Выберите из данных все строки, где встречается слово «stadium», с учетом регистра букв.

--- Данные ---

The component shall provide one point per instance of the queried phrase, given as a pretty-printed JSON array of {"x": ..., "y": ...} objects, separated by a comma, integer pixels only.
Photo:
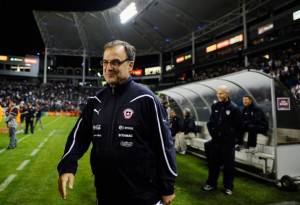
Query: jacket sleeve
[
  {"x": 211, "y": 124},
  {"x": 77, "y": 143},
  {"x": 164, "y": 148}
]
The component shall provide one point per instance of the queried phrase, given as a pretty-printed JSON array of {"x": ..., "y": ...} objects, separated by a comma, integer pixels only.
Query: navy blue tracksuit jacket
[{"x": 133, "y": 156}]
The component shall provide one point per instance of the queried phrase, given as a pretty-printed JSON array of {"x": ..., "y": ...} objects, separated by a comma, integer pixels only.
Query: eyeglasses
[{"x": 113, "y": 63}]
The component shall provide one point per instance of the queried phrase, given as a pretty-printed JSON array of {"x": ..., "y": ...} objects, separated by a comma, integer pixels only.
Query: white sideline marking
[
  {"x": 23, "y": 164},
  {"x": 23, "y": 138},
  {"x": 34, "y": 152},
  {"x": 7, "y": 182}
]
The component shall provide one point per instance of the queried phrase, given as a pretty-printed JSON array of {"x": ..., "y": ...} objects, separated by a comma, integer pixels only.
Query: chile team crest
[{"x": 128, "y": 113}]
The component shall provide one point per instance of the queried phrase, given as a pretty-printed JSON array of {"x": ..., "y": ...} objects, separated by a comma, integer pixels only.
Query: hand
[
  {"x": 63, "y": 181},
  {"x": 168, "y": 199}
]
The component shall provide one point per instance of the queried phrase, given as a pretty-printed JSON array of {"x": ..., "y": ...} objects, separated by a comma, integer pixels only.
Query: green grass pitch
[{"x": 36, "y": 183}]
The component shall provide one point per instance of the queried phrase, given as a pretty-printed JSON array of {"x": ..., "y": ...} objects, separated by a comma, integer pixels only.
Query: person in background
[
  {"x": 38, "y": 117},
  {"x": 254, "y": 121},
  {"x": 11, "y": 114},
  {"x": 175, "y": 124},
  {"x": 224, "y": 127},
  {"x": 29, "y": 118},
  {"x": 188, "y": 131}
]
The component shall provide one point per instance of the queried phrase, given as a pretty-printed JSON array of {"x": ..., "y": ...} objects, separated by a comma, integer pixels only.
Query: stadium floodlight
[{"x": 128, "y": 13}]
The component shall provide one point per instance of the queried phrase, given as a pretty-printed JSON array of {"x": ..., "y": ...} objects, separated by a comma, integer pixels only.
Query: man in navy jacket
[
  {"x": 133, "y": 155},
  {"x": 224, "y": 126}
]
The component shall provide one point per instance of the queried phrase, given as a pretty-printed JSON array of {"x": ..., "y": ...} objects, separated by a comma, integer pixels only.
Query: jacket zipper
[{"x": 111, "y": 134}]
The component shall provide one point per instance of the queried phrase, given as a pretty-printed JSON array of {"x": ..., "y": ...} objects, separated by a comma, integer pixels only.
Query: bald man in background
[{"x": 224, "y": 127}]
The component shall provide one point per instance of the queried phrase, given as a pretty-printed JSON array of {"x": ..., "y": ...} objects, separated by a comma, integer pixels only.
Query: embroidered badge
[{"x": 128, "y": 113}]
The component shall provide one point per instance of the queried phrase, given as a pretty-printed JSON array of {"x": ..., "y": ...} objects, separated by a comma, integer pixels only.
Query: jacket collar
[{"x": 121, "y": 87}]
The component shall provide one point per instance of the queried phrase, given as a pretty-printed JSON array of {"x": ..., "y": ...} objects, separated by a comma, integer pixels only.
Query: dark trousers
[
  {"x": 221, "y": 154},
  {"x": 111, "y": 194},
  {"x": 252, "y": 138},
  {"x": 27, "y": 124}
]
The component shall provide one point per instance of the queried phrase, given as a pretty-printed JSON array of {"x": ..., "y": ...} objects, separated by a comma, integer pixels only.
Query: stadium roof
[{"x": 161, "y": 25}]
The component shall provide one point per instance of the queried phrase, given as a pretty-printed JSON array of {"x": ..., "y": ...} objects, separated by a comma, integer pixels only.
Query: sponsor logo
[
  {"x": 97, "y": 127},
  {"x": 122, "y": 127},
  {"x": 126, "y": 144},
  {"x": 125, "y": 135},
  {"x": 97, "y": 111},
  {"x": 128, "y": 113}
]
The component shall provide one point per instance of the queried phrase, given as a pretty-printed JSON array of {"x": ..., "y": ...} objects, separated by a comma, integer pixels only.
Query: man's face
[
  {"x": 247, "y": 101},
  {"x": 222, "y": 95},
  {"x": 116, "y": 67}
]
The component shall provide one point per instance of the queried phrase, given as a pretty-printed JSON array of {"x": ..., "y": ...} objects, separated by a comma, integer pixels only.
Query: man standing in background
[
  {"x": 11, "y": 114},
  {"x": 224, "y": 127}
]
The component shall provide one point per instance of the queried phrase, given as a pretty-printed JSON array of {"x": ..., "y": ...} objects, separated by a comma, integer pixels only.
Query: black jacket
[
  {"x": 176, "y": 125},
  {"x": 224, "y": 124},
  {"x": 133, "y": 151},
  {"x": 254, "y": 120},
  {"x": 29, "y": 114}
]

---

• Результат ниже:
Query: stadium floodlight
Query: stadium roof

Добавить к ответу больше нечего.